Which lines run from the one containing "Q: Point to the gold" to the end of the entries? Quote them exactly, and nothing else.

# # #

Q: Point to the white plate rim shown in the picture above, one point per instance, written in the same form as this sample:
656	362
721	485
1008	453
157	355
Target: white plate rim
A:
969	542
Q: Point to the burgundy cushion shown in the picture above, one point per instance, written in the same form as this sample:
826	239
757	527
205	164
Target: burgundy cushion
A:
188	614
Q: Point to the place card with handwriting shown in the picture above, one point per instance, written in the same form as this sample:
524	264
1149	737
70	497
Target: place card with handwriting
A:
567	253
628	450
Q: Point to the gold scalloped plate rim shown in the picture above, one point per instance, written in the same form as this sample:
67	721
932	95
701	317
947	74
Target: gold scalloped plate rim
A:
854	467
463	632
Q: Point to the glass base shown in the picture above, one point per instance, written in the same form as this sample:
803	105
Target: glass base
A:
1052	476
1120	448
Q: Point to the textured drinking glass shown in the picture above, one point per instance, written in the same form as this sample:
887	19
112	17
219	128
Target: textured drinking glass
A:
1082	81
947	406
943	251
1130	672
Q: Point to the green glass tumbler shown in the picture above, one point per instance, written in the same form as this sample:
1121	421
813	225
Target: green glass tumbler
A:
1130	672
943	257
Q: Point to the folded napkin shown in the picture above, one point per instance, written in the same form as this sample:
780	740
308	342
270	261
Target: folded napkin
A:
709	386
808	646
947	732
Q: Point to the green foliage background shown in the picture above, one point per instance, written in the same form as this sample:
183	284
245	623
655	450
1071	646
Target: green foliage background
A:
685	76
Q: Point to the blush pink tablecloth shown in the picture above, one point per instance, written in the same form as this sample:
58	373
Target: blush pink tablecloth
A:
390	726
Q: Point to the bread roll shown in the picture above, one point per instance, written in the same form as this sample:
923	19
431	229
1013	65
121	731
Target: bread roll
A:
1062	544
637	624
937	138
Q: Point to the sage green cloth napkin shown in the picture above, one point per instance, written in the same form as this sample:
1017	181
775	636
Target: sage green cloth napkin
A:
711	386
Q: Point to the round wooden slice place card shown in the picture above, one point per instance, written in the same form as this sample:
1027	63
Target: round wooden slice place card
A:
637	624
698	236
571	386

# # #

SOLUTION TO THE EXERCISE:
Q: Point to the gold scalloped plate rim shown in the picture above, one point per instance, written in the same form as this sample:
67	721
932	95
701	317
947	74
Target: gold scalloped plate rim
A:
854	467
463	632
Q: Point to the glass base shown in the picture above, one point per instance, written in the same form as this sample:
803	105
Target: glass base
A:
1052	476
1120	448
Q: Point to the textured drinking glass shown in the picture above, one point per instance, written in the same form as this sample:
887	19
112	17
219	128
Target: textured drinking glass
A:
1082	81
947	406
943	251
1130	672
Q: Point to the green glass tumbler shown in the picture above, one point per instance, written in the same form as this sample:
1121	421
813	225
Target: green glass tumbler
A:
1130	672
943	257
Q: Point to the folded napkin shown in the picture above, one point per instance, written in the same form as this sample:
780	740
308	342
270	261
Target: folded napkin
A:
709	386
808	646
947	732
Q: Point to the green foliage background shown in the picture above, one point per instance, written in the same form as this sample:
183	284
245	623
655	450
1071	646
Target: green foliage background
A:
685	76
Q: Point to the blush pink tablecloth shown in the picture above, one point per instance, written in the same form as this sample:
58	373
Target: blush pink tablecloth
A:
390	726
Q: Point to the bread roll shown in the picture above, one point per instance, written in the same form as this sample:
923	19
431	229
1013	65
121	731
Target: bread roll
A:
1062	544
637	624
937	138
Q: Point to the sage green cloth napkin shown in the picture above, one point per instance, written in the same form as this sample:
1017	181
775	636
Target: sage green cloth napkin
A:
711	386
Q: Point to the round wooden slice place card shown in the picture above, one point per instance, written in the same form as this sample:
1027	63
Target: round wooden slice place card
A:
637	624
698	236
571	386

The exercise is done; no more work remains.